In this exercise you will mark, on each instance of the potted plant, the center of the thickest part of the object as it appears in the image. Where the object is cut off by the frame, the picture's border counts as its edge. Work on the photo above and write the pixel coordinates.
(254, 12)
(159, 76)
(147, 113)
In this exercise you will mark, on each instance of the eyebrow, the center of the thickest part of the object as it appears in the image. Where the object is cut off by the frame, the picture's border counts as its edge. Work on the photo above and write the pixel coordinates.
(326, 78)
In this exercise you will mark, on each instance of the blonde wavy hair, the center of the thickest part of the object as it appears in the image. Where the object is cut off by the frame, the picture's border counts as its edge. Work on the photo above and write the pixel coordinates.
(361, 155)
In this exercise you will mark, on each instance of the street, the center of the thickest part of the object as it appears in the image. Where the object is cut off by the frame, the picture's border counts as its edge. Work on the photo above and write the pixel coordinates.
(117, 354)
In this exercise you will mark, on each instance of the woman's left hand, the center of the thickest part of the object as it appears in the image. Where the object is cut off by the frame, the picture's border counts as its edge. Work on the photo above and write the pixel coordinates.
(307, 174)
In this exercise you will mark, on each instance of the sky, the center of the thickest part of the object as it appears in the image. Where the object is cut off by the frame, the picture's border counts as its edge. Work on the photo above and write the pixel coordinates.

=== REQUIREMENT ===
Can you render every line of the records above as a JSON list of strings, one string per line, with blank lines left out?

=== EXERCISE OUTPUT ===
[
  "In this exercise you will mark, on each instance of the potted plant, the center of the thickest part of the object as it appears in the image. Where the object is cut off by the frame, the picture's border counts as its edge. Work on the photo above and write the pixel coordinates.",
  "(254, 12)",
  "(159, 76)",
  "(147, 113)",
  "In this exercise you will mark, on each instance of the eyebrow, the center of the thickest part of the object as it appears in the image. Where the object is cut off by the frame, the picture's border counts as its edge. Work on the photo above and write the pixel coordinates.",
  "(326, 78)",
  "In this exercise you will mark, on each instance of the blonde wavy hair, the center of the thickest part of the object as it appears in the image. Where the object is cut off by the frame, the picture's border counts as its edge. Work on the photo above and write the pixel coordinates.",
  "(361, 155)",
  "In this exercise you will mark, on each instance of the street, the center of the thickest part of the object as it appears in the image. Where the object is cut off by the frame, the picture's border counts as its edge. Work on the photo above and write the pixel coordinates.",
  "(117, 354)",
  "In this exercise you will mark, on each instance of the woman's left hand, the center of the thickest part of the object as it appears in the image. Where the object is cut off by the frame, the picture's border counts as its edge. Work on the photo above and write the pixel coordinates.",
  "(307, 174)",
  "In this exercise you will mark, on each instance of the sky, the center of the thickest part of the object as it appears in the image. Where the object is cut off by the frame, the picture's border counts as its edge. Work on the photo above and write the pixel coordinates."
]